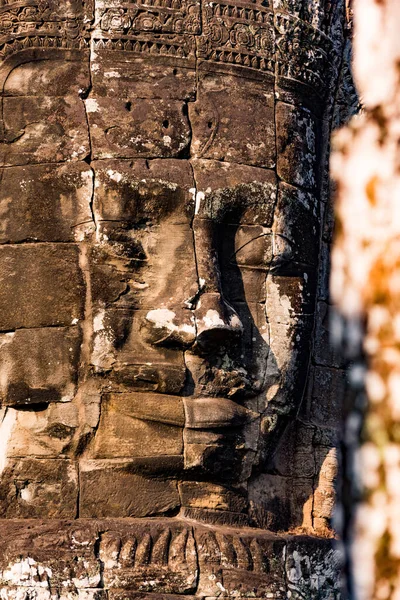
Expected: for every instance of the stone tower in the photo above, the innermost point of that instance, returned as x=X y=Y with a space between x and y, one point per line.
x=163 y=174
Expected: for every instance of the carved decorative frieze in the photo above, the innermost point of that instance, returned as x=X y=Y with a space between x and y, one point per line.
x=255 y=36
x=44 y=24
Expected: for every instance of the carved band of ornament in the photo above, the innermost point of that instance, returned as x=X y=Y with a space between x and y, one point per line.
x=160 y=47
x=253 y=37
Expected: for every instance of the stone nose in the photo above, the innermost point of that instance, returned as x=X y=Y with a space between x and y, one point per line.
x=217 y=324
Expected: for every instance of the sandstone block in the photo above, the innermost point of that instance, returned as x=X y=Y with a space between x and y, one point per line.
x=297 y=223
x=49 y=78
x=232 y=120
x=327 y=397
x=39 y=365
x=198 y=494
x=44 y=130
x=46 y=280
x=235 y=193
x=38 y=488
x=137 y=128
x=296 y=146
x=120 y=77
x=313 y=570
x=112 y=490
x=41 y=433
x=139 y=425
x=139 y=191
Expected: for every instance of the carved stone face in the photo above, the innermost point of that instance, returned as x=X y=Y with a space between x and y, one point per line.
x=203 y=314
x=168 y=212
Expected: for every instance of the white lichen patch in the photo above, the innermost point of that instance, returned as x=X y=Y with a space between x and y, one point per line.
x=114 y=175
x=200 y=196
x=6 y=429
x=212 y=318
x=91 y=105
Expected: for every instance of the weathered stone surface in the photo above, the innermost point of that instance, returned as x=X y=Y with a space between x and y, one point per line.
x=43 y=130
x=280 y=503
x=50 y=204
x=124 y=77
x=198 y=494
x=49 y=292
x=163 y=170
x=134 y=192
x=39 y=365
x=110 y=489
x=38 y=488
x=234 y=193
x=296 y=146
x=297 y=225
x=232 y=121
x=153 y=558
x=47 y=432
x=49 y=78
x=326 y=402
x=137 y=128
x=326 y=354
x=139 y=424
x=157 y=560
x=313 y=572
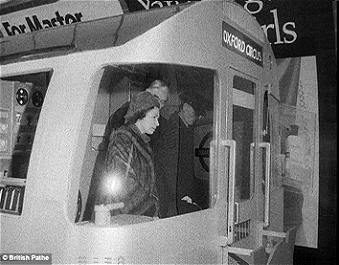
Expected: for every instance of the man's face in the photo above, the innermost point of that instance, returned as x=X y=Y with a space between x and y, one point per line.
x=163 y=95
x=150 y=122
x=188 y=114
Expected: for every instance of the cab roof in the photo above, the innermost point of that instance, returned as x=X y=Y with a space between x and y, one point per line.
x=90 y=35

* * *

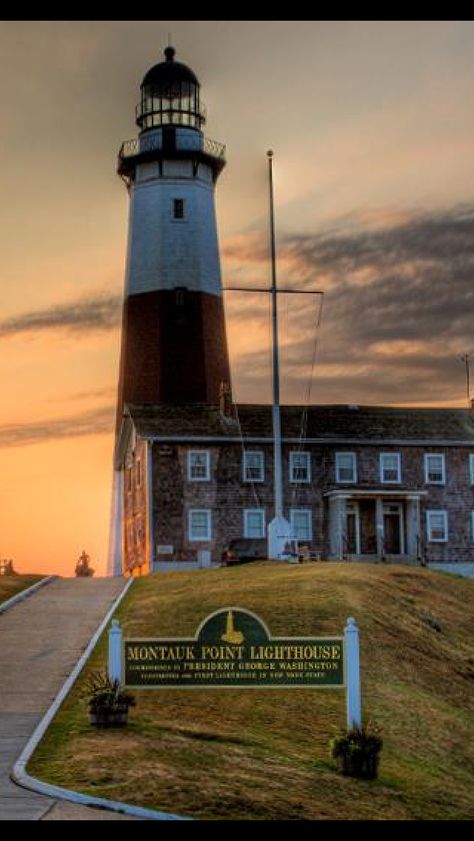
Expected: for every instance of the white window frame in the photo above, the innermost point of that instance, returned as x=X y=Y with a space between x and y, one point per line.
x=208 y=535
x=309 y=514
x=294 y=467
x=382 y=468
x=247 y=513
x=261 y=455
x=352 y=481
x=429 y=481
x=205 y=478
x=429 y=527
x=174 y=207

EXERCISE REQUIREMENTS:
Copy the rows verbatim from the line that contains "Expected: for every instance of the man's" through the line that contains "x=188 y=114", including both of those lines.

ANSWER TO THIS TASK:
Expected: for every instance of the man's face in the photo above, the innermost point of that instance, returned as x=X y=Y with a space between x and y, one point per line.
x=163 y=95
x=150 y=122
x=188 y=114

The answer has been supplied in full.